## EXERCISE A
Please reproduce the surname data-preparation code between "category = m.group(2)" and "df_categories = load_surnames()", inclusive.
## EXERCISE B
Answer these questions from the surname data-preparation code:
(i) What value is assigned to TRAIN_TEST_RATIO?
(ii) What glob pattern does load_surnames use to find its files?
(iii) What column name is passed to pd.read_csv when each file is read?
## EXERCISE C
Name every function defined with def in the surname data-preparation code.

## SOURCE TEXT
# Prepare Data

In [73]:
from sklearn.utils import shuffle
import glob
import os
import re
import pprint
import pandas as pd
import unicodedata
import string


ALL_LETTERS = string.ascii_letters + " .,;'"
TRAIN_TEST_RATIO = 0.75
RANDOM_STATE = 10

def unicode_to_ascii(s):
    return ''.join(
        c for c in unicodedata.normalize('NFD', s)
        if unicodedata.category(c) != 'Mn' and c in ALL_LETTERS
    )

def load_surnames():
    df_surnames = pd.DataFrame()
    list_ = []

    for filename in glob.glob('data/names/*.txt'):
        m = re.match(r'(.*)\/(.*?)\.txt', filename)
        category = m.group(2)
        df = pd.read_csv(filename,names=['surname'])
        df['category'] = category
        list_.append(df)
    df_surnames = pd.concat(list_)   
    df_surnames['normalized'] = df_surnames['surname'].apply(lambda x: unicode_to_ascii(x))
    
    series_categories = df_surnames.groupby(['category'])['category'].count()
    df_categories = pd.DataFrame({'category':series_categories.index, 'freq':series_categories.tolist(), 'index':range(0,len(series_categories))})
    
    return df_surnames, df_categories

def save_df_surnames_as_pickle():
    df_surnames, df_categories = load_surnames()
    # train test split
    df = shuffle(df_surnames, random_state=RANDOM_STATE)
    train_cnt = int(df['surname'].count()*TRAIN_TEST_RATIO)

Segmentation mask data
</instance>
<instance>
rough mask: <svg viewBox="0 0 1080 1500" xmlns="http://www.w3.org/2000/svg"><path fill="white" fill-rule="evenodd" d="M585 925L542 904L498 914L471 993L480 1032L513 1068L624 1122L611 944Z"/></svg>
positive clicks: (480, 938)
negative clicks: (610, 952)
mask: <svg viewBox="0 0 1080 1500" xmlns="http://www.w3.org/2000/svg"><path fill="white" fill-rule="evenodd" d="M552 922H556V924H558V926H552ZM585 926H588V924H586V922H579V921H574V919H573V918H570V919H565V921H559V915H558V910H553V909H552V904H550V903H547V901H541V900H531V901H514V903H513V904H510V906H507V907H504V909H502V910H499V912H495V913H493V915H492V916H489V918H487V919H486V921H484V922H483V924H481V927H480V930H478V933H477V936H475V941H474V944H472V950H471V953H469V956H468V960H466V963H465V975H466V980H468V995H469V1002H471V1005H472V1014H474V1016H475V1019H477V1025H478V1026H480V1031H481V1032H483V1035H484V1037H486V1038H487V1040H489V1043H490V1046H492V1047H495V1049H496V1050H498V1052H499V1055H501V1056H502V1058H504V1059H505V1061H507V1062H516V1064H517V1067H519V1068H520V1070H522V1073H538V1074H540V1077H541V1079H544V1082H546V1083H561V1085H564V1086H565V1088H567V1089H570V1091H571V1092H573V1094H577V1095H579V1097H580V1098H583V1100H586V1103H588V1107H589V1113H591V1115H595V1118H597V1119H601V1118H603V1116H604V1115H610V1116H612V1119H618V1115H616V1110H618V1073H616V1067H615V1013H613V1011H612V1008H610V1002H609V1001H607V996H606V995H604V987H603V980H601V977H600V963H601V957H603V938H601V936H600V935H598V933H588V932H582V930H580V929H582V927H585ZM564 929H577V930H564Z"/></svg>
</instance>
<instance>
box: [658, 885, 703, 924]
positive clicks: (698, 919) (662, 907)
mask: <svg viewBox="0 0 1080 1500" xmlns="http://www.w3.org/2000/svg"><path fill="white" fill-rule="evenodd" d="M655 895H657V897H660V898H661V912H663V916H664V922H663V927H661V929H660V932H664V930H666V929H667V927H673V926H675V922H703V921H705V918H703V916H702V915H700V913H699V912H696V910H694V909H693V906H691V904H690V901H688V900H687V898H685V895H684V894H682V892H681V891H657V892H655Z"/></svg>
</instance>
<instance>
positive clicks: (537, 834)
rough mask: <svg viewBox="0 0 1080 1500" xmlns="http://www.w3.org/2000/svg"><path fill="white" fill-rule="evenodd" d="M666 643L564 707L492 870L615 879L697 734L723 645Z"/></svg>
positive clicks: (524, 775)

## ANSWER AREA A
category = m.group(2)
        df = pd.read_csv(filename,names=['surname'])
        df['category'] = category
        list_.append(df)
    df_surnames = pd.concat(list_)   
    df_surnames['normalized'] = df_surnames['surname'].apply(lambda x: unicode_to_ascii(x))
    
    series_categories = df_surnames.groupby(['category'])['category'].count()
    df_categories = pd.DataFrame({'category':series_categories.index, 'freq':series_categories.tolist(), 'index':range(0,len(series_categories))})
    
    return df_surnames, df_categories

def save_df_surnames_as_pickle():
    df_surnames, df_categories = load_surnames()

## ANSWER AREA B
(i) 0.75
(ii) 'data/names/*.txt'
(iii) surname

## ANSWER AREA C
unicode_to_ascii, load_surnames, save_df_surnames_as_pickle